* [GIVEN TEXT]:
[PATCH 21/21] tracing: Add optional percpu buffers for trace_printk()

From: Steven Rostedt
Date: Thu Sep 22 2011 - 18:12:15 EST


From: Steven Rostedt <srostedt@xxxxxxxxxx>

Currently, trace_printk() uses a single buffer to write into
to calculate the size and format needed to save the trace. To
do this safely in an SMP environment, a spin_lock() is taken
to only allow one writer at a time to the buffer. But this could
also affect what is being traced, and add synchronization that
would not be there otherwise.

Ideally, using percpu buffers would be useful, but since trace_printk()
is only used in development, having per cpu buffers for something
never used is a waste of space. We could make this a compile option
but trace_print() may also be used for developing modules, on a
distro kernel.

The approach taken here is to dynamically allocate percpu buffers
with a new tracing/options switch "trace_printk_percpu". It can
be allocated and freed at runtime, or "trace_printk_percpu" may also
be specified on the command line and it will be allocated at boot up.

This allows a developer to create percpu buffers for trace_printk()

* [WORK INSTRUCTIONS]:
A) Render this sentence from the trace_printk() patch description into German: "We could make this a compile option but trace_print() may also be used for developing modules, on a distro kernel."
B) Carry on writing the trace_printk() percpu buffer patch description from its final line.

* [AVAILABLE DATA]:
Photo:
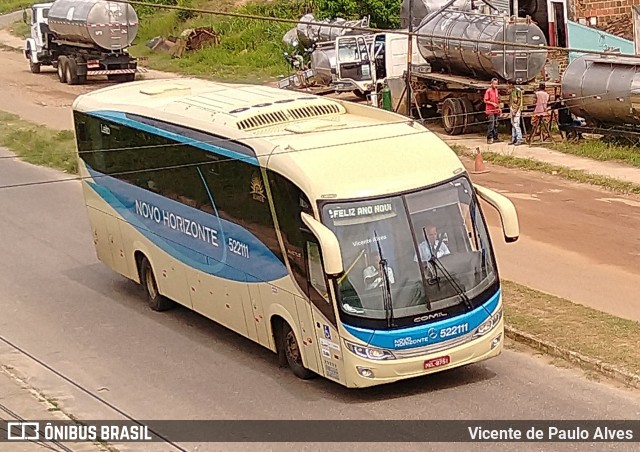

* [RESPONSES FOR EACH TASK]:
A) Wir könnten dies zu einer Kompilierungsoption machen, aber trace_print() kann auch zur Entwicklung von Modulen auf einem Distributionskernel verwendet werden.

B)
on a running system, and also free them when not in used.

Signed-off-by: Steven Rostedt <rostedt@xxxxxxxxxxx>
---
Documentation/kernel-parameters.txt | 11 ++++
kernel/trace/trace.c | 105 ++++++++++++++++++++++++++++++++---
kernel/trace/trace.h | 1 +
3 files changed, 108 insertions(+), 9 deletions(-)

diff --git a/Documentation/kernel-parameters.txt b/Documentation/kernel-parameters.txt
index e279b72..8fc3e58 100644
--- a/Documentation/kernel-parameters.txt
+++ b/Documentation/kernel-parameters.txt
@@ -2521,6 +2521,17 @@ bytes respectively. Such letter suffixes can also be entirely omitted.
to facilitate early boot debugging.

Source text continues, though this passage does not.